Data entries
━━━━
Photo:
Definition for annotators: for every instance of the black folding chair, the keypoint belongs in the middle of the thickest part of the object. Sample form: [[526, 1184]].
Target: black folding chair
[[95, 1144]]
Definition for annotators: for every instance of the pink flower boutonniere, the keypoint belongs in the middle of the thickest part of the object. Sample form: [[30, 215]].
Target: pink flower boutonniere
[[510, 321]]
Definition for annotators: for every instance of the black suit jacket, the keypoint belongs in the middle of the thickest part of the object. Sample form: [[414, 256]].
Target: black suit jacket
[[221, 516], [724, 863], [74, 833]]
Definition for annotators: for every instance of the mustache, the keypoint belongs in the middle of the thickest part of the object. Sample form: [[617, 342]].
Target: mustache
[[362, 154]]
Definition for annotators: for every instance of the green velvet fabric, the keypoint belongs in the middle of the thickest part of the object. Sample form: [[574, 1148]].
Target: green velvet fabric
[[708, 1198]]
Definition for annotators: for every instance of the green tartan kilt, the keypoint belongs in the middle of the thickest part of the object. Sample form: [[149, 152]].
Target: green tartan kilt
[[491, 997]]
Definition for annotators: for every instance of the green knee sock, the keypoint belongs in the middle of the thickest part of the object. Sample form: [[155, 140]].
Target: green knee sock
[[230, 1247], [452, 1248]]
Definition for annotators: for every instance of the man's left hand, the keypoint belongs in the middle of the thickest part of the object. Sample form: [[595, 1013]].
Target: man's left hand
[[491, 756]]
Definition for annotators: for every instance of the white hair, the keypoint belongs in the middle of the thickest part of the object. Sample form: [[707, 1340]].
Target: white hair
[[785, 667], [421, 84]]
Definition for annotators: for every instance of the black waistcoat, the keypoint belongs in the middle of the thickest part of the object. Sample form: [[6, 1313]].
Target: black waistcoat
━━━━
Exercise brief -> Nothing should be altered. Set down all the data again.

Task result ->
Photo:
Definition for annotators: for every instance of the black folding chair, the keypoint belongs in the middle of the thickest part of the object. Sample form: [[526, 1184]].
Target: black folding chair
[[95, 1144]]
Definition for annotators: for every instance of the pink flower boutonniere, the keypoint belongs in the middle of the thickest part of the object. Sample form: [[30, 215]].
Target: pink flower boutonniere
[[510, 321]]
Definition for annotators: for every instance of the black suit jacket, the keypoint belongs in the middle of the thickest part of the object. Sample form: [[414, 256]].
Target: black suit jacket
[[221, 516], [724, 863], [74, 833]]
Definition for annotators: for every instance of the mustache, the keypoint belongs in the middle of the thickest part of the object. Sample form: [[617, 342]].
Target: mustache
[[362, 154]]
Definition for annotators: for every instance of the green velvet fabric, the keypoint belongs in the middle of the thickest part of the object. Sample form: [[574, 1148]].
Target: green velvet fabric
[[708, 1198]]
Definition for annotators: for every instance of the green tartan kilt, the keypoint belongs in the middle of the thickest part of the object. Sample form: [[149, 152]].
Target: green tartan kilt
[[491, 997]]
Definition for annotators: for every instance of the green knee sock, the keypoint belongs in the middle of the thickest part of the object. Sample form: [[155, 140]].
Target: green knee sock
[[230, 1247], [452, 1248]]
Definition for annotators: for every instance of the man's left hand, the keypoint belongs in the middle of the thickest part of the object. Sample form: [[595, 1013]].
Target: man's left hand
[[491, 756]]
Definition for annotators: for every instance of the white hair, the keypoint belongs in the middle of the thickest part of the object. Sample form: [[707, 1340]].
Target: white hair
[[785, 667], [421, 84]]
Definition for annotators: for every instance of the black waistcoat, the keypoint belongs in the middle of the thickest part of the object. Sample form: [[6, 1313]].
Target: black waistcoat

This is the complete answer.